*PASSAGE TO READ*:
● ● ●

The facts of the case, as submitted by the applicant, may be
summarised as follows:
In May 1983 the applicant was appointed to a post in civil service
as a mining engineer. In February 1993 disciplinary proceedings against
the applicant, who at that time held a post of mining inspector at the
Regional Mining Office in Sosnowiec, were instituted on the basis of the
Civil Service Act.
On 3 March 1993 the President of the Higher Mining Office (Prezes
Wyzszego Urz*du Górniczego) ordered the applicant's disciplinary
suspension until the termination of the disciplinary proceedings.
On 11 March 1993 the Disciplinary Commission for civil servants at
the regional mining services (Komisja Dyscyplinarna I instancji dla
urz*dników mianowanych zatrudnionych w okr*gowych urz*dach górniczych)
found that during the night of 2 December 1992 the applicant had
disturbed public order at a mine under his supervision, being in the
state of intoxication, and by an unjustified use of tear gas spray in a
service car in which he had been being driven home. The Commission
decided that the disciplinary penalty of dismissal from service for a
violation of discipline should be imposed on him. The applicant filed
an appeal, submitting that the findings made in the proceedings were
entirely untrue.
On 28 April 1993 the Higher Disciplinary Commission at the Higher
Mining Office (Komisja Dyscyplinarna II instancji dla mianowanych
okr*gowych urz*dów górniczych przy Wyzszym Urz*dzie Górniczym) confirmed
the decision of 11 March 1993.
By decision of 4 May 1993 the President of the Higher Mining Office
in Katowice dismissed the applicant from his post, considering that under
Section 14 para. 1 of the Civil Service Act the disciplinary penalty of
dismissal from civil service imposed in the disciplinary proceedings
entailed termination of his employment.
The applicant lodged an appeal against the decisions on his
disciplinary suspension of 3 March 1993 and against his dismissal of
4 May 1993.
On 15 July 1993 the Supreme Administrative Court (Naczelny S*d
Administracyjny) dismissed the applicant's appeal. The Court considered
that it had no jurisdiction to examine the applicant's appeal insofar as
it concerned the decision of 3 March 1993, the disciplinary proceedings
being excluded by law from its scope of jurisdiction. With regard to the
decision of dismissal, the Court noted that it was bound by the facts
established in the disciplinary proceedings and that it could only assess
the matter on points of law. The Court observed that the Civil Service
Act envisaged that a civil servant was to be dismissed if a disciplinary
penalty of dismissal from service had been imposed in the disciplinary
proceedings. The Court concluded that in view of the outcome of the
disciplinary proceedings, the decision on the applicant's dismissal was
in accordance with law.

● ● ●

Dataset rows showing where objects appear:
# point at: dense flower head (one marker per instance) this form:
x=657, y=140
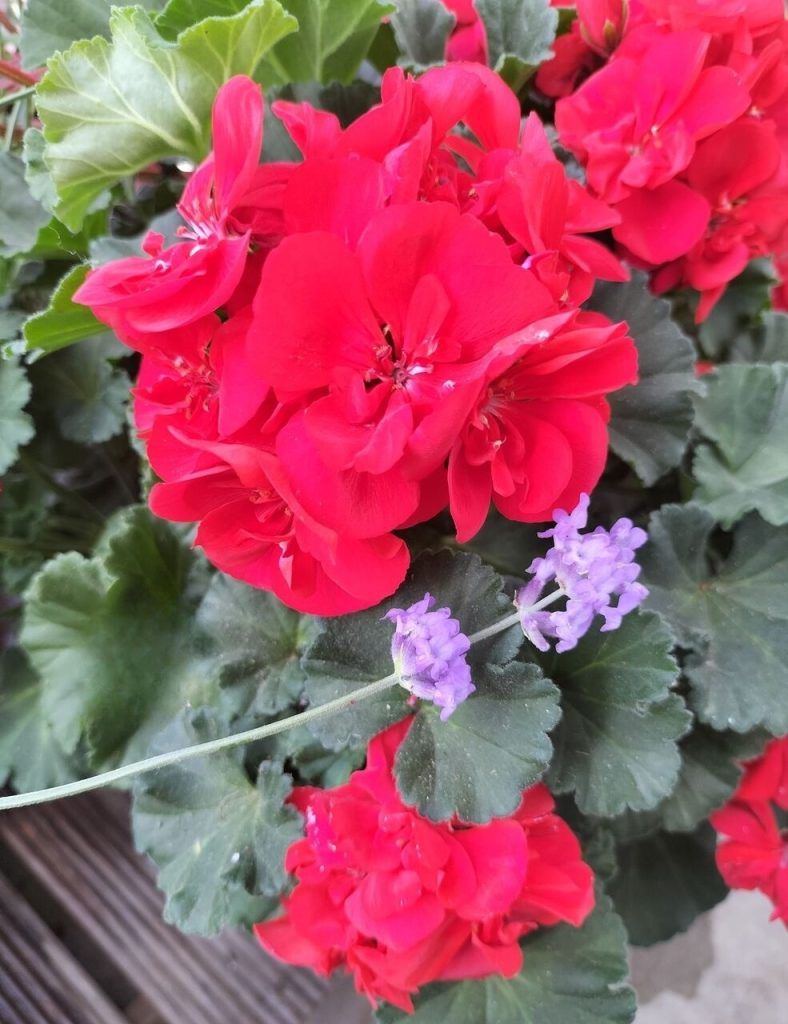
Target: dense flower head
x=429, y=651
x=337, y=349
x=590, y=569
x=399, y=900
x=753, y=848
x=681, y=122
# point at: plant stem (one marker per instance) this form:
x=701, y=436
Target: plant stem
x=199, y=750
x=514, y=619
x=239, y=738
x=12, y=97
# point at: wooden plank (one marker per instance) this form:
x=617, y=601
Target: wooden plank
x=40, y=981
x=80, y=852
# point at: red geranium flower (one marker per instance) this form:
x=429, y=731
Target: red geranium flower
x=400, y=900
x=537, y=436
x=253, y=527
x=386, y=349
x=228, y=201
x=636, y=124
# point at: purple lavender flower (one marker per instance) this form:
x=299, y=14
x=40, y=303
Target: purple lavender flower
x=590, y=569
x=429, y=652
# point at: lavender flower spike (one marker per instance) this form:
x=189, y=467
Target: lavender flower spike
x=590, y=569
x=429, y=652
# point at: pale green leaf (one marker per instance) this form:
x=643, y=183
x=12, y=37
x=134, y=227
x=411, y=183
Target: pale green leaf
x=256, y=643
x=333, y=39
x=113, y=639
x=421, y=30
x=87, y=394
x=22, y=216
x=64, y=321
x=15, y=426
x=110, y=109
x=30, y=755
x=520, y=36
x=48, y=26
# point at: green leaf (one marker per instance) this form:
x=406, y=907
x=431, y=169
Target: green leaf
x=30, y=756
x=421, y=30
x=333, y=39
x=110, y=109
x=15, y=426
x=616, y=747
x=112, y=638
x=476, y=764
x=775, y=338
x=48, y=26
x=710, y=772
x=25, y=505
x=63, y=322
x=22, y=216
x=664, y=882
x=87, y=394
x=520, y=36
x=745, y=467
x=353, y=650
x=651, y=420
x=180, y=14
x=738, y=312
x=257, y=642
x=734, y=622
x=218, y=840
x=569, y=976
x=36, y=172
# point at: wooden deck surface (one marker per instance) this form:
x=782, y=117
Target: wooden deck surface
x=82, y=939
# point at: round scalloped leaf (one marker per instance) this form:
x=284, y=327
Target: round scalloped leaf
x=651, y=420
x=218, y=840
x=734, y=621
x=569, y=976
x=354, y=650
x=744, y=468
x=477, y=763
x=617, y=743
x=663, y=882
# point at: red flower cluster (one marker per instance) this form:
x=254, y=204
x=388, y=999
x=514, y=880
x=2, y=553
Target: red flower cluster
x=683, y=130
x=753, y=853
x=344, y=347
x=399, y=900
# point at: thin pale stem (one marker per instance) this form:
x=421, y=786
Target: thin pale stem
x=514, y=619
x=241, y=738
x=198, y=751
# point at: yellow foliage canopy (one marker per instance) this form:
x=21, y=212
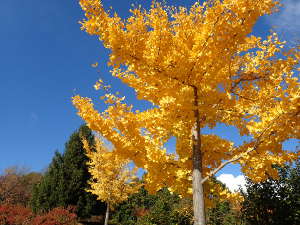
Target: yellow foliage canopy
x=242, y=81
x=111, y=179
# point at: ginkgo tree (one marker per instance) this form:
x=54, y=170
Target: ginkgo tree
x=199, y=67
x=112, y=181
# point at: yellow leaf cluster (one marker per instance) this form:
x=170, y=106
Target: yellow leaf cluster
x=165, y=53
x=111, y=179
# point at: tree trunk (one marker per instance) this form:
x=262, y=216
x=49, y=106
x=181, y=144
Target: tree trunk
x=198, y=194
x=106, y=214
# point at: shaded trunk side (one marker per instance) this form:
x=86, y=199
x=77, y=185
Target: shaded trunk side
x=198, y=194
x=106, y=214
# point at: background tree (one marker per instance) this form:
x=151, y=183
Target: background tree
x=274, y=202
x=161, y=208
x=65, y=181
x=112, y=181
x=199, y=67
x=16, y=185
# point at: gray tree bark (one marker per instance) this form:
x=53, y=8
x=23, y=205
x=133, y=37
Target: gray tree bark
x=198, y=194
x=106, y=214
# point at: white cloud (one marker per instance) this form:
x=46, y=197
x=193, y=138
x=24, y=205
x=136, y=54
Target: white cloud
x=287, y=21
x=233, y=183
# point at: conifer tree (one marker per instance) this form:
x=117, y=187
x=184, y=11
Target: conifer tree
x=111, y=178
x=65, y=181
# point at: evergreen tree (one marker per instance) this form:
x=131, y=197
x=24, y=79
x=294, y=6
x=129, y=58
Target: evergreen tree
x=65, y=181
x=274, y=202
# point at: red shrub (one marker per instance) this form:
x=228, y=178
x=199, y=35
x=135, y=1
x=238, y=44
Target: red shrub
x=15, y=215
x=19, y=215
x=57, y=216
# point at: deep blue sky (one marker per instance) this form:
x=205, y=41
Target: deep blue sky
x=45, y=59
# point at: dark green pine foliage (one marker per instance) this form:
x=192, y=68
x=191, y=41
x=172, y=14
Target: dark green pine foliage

● ● ●

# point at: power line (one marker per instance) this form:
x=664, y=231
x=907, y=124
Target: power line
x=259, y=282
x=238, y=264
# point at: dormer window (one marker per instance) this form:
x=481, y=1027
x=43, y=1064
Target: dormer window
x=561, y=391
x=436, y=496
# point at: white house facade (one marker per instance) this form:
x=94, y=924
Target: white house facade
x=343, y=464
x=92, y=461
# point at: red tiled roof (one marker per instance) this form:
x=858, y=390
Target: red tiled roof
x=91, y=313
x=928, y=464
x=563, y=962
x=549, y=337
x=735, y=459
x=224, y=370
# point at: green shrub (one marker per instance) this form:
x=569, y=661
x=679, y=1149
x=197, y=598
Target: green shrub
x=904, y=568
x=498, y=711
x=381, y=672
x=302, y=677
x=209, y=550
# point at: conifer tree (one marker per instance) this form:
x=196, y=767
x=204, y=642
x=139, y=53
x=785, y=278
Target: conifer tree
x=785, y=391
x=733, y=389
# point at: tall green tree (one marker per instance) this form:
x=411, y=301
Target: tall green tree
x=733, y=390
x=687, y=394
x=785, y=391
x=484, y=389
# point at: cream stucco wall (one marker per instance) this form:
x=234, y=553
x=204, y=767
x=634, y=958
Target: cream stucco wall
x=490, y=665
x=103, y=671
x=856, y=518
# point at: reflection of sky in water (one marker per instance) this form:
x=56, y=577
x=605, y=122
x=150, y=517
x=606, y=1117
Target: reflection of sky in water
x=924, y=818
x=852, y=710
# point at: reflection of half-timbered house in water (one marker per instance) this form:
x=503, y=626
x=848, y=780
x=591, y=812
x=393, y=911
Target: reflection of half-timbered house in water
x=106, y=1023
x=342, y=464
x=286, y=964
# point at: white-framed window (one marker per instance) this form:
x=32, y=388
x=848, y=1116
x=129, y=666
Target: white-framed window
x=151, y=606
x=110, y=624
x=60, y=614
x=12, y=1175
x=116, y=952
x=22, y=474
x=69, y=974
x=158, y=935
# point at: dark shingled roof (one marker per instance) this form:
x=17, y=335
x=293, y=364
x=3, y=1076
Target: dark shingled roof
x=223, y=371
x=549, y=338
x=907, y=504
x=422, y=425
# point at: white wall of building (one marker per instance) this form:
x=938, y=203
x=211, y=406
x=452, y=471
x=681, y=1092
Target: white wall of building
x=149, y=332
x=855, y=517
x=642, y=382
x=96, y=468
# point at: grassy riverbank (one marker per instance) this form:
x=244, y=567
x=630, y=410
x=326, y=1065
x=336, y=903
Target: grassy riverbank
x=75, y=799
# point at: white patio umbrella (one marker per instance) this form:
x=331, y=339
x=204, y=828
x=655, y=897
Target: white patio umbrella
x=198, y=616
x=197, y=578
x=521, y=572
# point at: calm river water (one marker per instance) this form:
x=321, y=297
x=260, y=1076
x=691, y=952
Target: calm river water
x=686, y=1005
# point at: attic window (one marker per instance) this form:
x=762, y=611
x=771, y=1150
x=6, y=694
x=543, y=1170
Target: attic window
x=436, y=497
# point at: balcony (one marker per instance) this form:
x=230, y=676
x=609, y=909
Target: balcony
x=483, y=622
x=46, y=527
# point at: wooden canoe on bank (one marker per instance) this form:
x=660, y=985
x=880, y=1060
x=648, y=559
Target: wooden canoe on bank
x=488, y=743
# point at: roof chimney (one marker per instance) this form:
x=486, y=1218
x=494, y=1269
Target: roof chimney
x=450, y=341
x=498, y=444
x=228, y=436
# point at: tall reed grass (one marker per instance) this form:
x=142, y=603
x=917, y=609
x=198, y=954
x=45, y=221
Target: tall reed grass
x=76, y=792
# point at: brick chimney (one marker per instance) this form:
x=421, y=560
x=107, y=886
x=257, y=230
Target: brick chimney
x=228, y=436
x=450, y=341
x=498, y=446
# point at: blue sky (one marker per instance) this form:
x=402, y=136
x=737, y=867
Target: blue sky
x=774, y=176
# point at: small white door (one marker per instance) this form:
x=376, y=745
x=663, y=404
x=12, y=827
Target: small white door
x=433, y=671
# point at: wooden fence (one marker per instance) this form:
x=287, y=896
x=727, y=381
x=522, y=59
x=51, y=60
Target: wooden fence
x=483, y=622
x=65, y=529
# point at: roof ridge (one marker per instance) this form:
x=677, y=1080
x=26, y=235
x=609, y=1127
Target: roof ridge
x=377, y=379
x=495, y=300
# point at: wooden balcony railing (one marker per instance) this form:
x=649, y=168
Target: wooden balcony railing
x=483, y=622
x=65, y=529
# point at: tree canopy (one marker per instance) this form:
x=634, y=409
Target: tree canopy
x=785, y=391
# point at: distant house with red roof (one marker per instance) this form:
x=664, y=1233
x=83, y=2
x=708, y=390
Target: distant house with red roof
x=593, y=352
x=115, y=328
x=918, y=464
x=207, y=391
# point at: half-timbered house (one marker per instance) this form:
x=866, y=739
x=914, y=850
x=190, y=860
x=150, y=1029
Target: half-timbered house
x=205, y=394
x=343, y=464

● ● ●

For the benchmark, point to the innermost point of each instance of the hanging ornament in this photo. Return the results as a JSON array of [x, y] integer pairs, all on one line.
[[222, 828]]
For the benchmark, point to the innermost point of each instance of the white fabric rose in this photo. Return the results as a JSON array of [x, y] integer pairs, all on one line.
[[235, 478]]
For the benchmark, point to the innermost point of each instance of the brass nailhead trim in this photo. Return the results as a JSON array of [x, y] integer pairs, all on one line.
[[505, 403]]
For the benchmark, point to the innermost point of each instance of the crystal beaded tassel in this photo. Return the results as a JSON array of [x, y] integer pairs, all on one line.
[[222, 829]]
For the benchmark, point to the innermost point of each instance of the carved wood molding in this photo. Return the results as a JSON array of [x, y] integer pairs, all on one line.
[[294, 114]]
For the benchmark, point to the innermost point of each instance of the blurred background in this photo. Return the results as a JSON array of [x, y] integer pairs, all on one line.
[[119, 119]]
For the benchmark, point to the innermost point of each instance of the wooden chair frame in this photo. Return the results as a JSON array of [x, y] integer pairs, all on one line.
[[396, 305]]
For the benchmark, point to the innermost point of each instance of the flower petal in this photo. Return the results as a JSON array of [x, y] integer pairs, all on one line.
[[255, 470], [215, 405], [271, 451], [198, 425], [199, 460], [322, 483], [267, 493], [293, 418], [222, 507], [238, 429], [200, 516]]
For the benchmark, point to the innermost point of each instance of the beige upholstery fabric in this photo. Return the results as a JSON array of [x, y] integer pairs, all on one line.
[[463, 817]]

● ● ●

*REQUIRED ACTIONS*:
1. Render into French this sentence from the case summary: "The applicant lodged an appeal against the decisions on his disciplinary suspension of 3 March 1993 and against his dismissal of 4 May 1993."
2. Answer these questions from the case summary:
(a) In what month and year was the applicant appointed to a civil service post as a mining engineer?
(b) What did the Higher Disciplinary Commission at the Higher Mining Office do on 28 April 1993?
(c) Under which provision did the President of the Higher Mining Office consider that the penalty of dismissal entailed termination of the applicant's employment?
3. Continue the case summary from the point at which it ends.

*EXERCISE RESPONSES*:
1. Le requérant a interjeté appel contre les décisions relatives à sa suspension disciplinaire du 3 mars 1993 et contre son licenciement du 4 mai 1993.

2.
(a) May 1983.
(b) It confirmed the decision of 11 March 1993.
(c) Section 14 para. 1 of the Civil Service Act.

3.
By decision of 24 August 1994 the Minister of Justice dismissed the
applicant's request to lodge an extraordinary appeal against the judgment
of the Supreme Administrative Court.
COMPLAINTS
The applicant complains under Articles 6 and 9 of the Convention
that his case was not dealt with fairly in that the findings of the
disciplinary commissions were incorrect as he had not disturbed the
public order but had only defended himself against an unjustified
assault. He submits that the Supreme Administrative Court did not
examine his complaint that the disciplinary proceedings had been
instituted after the expiry of the one month time-limit from the events
concerned.
The applicant further complains that the Ministry of Justice
dismissed his request to lodge an extraordinary appeal on his behalf.
THE LAW
The applicant complains under Articles 6 and 9 (Art. 6, 9) of the
Convention about the alleged unfairness and outcome of the proceedings.
The Commission has examined this complaint under Article 6 para. 1
(Art. 6-1) which in its relevant part reads:
"1. In the determination of his civil rights and obligations
..., everyone is entitled to a fair and public hearing ... by
an independent and impartial tribunal established by law."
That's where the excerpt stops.